• What to work on
Copy the records word for word, from the very start through the line containing "x=254, y=185", with both ends included. Leave the pictures out of your copy.

****************************************

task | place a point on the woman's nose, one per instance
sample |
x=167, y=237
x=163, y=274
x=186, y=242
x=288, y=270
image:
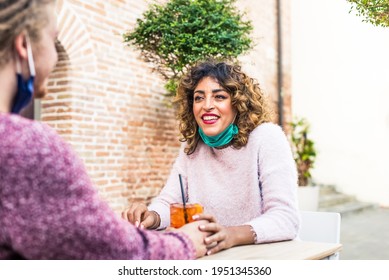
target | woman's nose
x=208, y=104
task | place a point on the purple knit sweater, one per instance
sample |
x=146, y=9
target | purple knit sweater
x=49, y=209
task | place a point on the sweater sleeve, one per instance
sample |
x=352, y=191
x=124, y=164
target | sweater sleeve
x=171, y=192
x=278, y=178
x=49, y=209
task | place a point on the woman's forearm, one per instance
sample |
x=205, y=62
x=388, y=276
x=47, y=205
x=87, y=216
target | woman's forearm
x=241, y=235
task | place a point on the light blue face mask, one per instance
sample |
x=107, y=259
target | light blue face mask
x=222, y=138
x=25, y=87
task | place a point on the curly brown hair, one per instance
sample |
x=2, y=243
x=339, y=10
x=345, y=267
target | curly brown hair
x=246, y=96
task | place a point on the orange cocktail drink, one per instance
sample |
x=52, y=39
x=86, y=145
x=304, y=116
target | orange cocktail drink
x=178, y=217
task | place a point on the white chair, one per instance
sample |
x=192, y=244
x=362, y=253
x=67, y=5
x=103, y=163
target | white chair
x=320, y=227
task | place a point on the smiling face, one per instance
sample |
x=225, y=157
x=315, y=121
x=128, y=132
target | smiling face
x=212, y=107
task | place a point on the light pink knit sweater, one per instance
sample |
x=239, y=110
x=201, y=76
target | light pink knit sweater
x=254, y=185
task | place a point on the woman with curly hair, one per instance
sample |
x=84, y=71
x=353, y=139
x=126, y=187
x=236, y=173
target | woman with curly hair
x=49, y=208
x=234, y=162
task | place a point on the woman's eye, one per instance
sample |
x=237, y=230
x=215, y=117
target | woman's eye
x=198, y=98
x=220, y=97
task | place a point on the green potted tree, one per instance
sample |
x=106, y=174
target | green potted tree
x=304, y=153
x=173, y=35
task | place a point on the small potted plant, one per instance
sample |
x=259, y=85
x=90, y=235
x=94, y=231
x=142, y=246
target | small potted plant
x=304, y=153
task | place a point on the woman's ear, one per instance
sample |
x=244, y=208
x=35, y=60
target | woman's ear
x=20, y=45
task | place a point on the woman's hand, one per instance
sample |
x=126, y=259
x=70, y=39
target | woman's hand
x=222, y=237
x=192, y=230
x=139, y=215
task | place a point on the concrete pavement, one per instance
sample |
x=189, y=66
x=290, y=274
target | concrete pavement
x=365, y=235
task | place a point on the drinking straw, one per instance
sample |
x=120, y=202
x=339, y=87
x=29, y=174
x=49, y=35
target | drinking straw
x=183, y=199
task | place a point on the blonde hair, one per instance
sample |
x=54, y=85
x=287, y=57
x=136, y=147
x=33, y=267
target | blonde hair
x=17, y=16
x=247, y=98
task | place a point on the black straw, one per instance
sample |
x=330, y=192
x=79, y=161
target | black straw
x=183, y=199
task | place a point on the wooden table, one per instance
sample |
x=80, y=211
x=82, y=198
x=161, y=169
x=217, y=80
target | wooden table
x=286, y=250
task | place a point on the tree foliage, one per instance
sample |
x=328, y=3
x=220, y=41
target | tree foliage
x=304, y=151
x=174, y=35
x=373, y=11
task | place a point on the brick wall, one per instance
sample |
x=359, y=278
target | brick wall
x=109, y=105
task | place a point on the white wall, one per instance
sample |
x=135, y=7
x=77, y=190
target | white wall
x=340, y=82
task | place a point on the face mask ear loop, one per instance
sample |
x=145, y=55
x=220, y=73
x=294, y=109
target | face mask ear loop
x=30, y=57
x=18, y=66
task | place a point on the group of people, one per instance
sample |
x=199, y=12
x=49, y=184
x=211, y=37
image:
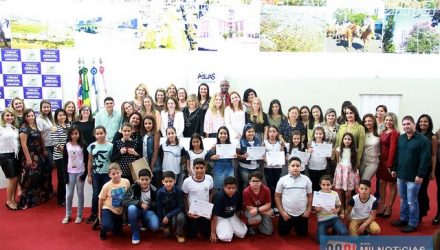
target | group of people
x=100, y=149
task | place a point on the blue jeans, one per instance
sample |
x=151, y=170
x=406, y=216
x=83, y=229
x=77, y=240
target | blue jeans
x=222, y=169
x=148, y=218
x=409, y=204
x=111, y=221
x=74, y=180
x=98, y=180
x=334, y=223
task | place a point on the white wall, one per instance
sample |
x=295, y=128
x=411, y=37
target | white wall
x=326, y=79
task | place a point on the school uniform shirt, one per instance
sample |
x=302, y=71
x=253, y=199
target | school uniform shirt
x=256, y=200
x=112, y=194
x=294, y=190
x=171, y=157
x=225, y=206
x=325, y=215
x=197, y=190
x=362, y=210
x=101, y=156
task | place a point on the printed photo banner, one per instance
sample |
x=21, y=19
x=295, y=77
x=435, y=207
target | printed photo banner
x=32, y=75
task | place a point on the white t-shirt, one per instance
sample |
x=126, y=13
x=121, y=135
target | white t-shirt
x=294, y=192
x=197, y=190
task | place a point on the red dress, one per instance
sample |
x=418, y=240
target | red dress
x=388, y=147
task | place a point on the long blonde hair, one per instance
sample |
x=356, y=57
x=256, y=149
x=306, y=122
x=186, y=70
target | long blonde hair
x=213, y=108
x=11, y=111
x=260, y=117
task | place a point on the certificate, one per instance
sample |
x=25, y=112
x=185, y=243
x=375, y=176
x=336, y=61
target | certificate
x=322, y=150
x=275, y=158
x=226, y=151
x=324, y=200
x=201, y=208
x=303, y=156
x=255, y=153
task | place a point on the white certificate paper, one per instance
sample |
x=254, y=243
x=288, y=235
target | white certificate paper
x=324, y=200
x=275, y=158
x=303, y=156
x=322, y=150
x=201, y=208
x=225, y=151
x=255, y=153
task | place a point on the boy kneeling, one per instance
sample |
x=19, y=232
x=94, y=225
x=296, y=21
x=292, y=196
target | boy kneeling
x=225, y=223
x=140, y=201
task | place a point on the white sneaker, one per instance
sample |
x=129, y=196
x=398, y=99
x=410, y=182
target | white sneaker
x=66, y=220
x=78, y=220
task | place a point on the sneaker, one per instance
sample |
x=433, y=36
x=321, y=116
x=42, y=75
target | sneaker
x=78, y=220
x=103, y=235
x=66, y=220
x=399, y=223
x=135, y=238
x=180, y=239
x=251, y=230
x=91, y=219
x=408, y=229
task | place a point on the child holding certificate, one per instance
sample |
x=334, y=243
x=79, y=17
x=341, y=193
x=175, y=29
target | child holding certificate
x=225, y=223
x=170, y=207
x=197, y=187
x=362, y=209
x=328, y=216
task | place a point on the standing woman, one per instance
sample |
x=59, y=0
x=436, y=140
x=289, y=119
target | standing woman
x=159, y=99
x=353, y=125
x=248, y=95
x=126, y=111
x=85, y=124
x=181, y=97
x=148, y=108
x=9, y=147
x=58, y=134
x=304, y=112
x=370, y=158
x=275, y=114
x=381, y=112
x=214, y=117
x=315, y=118
x=33, y=191
x=70, y=110
x=388, y=149
x=292, y=123
x=235, y=116
x=171, y=91
x=258, y=119
x=193, y=116
x=172, y=117
x=44, y=124
x=139, y=93
x=18, y=106
x=203, y=96
x=425, y=127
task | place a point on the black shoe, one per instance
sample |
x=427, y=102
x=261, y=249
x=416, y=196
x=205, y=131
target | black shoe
x=408, y=229
x=436, y=220
x=103, y=235
x=399, y=223
x=92, y=219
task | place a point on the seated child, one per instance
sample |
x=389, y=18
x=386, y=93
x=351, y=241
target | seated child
x=293, y=197
x=224, y=222
x=257, y=202
x=170, y=206
x=140, y=200
x=362, y=209
x=110, y=208
x=329, y=218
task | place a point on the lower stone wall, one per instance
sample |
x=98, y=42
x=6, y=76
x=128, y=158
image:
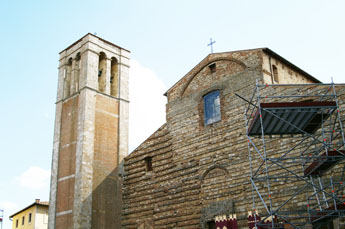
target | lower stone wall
x=199, y=173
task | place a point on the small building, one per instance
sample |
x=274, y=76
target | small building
x=33, y=216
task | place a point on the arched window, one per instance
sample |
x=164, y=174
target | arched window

****************************************

• Result below
task | place a point on the woman's nose, one per instance
sample |
x=167, y=237
x=163, y=274
x=186, y=242
x=288, y=270
image:
target | woman's nose
x=208, y=104
task | place a point on the purple knit sweater, one per instance
sample |
x=146, y=9
target | purple knit sweater
x=49, y=209
task | place a point on the sweater sleeve, one per instance
sample |
x=352, y=191
x=124, y=164
target | sweater sleeve
x=171, y=192
x=278, y=178
x=49, y=209
task | place a point on the woman's forearm, one per instance
sample |
x=205, y=62
x=388, y=276
x=47, y=205
x=87, y=216
target | woman's forearm
x=241, y=235
task | place a point on the light blue face mask, one per instance
sample |
x=107, y=259
target | light blue face mask
x=222, y=138
x=25, y=87
task | place a point on the curly brown hair, one per instance
sample |
x=2, y=243
x=339, y=10
x=345, y=267
target | curly brown hair
x=246, y=96
task | place a point on the orange cocktail drink, one per instance
sample |
x=52, y=39
x=86, y=145
x=304, y=116
target | orange cocktail drink
x=178, y=217
task | place a point on the white chair, one per instance
sample |
x=192, y=244
x=362, y=253
x=67, y=5
x=103, y=163
target | white chair
x=320, y=227
task | place a point on the smiling face, one per instance
sample |
x=225, y=157
x=315, y=121
x=128, y=132
target | smiling face
x=212, y=107
task | place a point on the light pink knit sweater, one per instance
sample |
x=239, y=110
x=201, y=76
target | light pink knit sweater
x=254, y=185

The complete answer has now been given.